→ TASK INSTRUCTIONS
Pick out every line of the records below that contains the word "plaque", treating uppercase and lowercase as different, and copy each of those lines.

(Pointing dataset records)

--

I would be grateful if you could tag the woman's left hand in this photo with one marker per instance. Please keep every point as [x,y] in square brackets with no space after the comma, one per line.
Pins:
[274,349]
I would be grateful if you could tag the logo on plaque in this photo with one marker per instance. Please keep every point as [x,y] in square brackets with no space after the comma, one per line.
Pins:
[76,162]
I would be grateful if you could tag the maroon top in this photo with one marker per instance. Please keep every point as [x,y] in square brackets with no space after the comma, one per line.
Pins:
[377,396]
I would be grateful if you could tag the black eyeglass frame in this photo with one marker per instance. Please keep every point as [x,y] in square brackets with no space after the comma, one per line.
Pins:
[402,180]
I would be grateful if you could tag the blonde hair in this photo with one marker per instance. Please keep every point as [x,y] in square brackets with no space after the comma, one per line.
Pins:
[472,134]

--

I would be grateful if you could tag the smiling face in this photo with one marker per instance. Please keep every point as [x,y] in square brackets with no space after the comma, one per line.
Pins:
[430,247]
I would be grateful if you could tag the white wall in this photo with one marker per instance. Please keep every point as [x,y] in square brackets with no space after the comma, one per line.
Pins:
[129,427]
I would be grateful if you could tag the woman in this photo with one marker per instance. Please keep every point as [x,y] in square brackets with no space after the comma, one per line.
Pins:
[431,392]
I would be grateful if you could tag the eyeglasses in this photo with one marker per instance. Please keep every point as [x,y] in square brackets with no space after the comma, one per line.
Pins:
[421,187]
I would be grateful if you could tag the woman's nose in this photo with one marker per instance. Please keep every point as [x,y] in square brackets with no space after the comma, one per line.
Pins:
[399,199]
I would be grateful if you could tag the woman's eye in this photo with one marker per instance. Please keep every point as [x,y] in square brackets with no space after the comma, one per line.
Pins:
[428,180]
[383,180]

--

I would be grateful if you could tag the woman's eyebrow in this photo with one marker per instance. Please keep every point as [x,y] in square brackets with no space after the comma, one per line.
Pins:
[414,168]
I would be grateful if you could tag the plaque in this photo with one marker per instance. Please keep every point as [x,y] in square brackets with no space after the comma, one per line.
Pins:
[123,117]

--

→ COMPLETE OUTPUT
I would be grateful if you could tag the logo on plaque in this photo with one marker per instance. Please keep every point as [x,y] in square brackets with no space after the comma, one per line.
I would be grateful if you could tag the plaque in this photo with one marker per instance. Please keep every point as [x,y] in square brackets with no space after the comma, one per line.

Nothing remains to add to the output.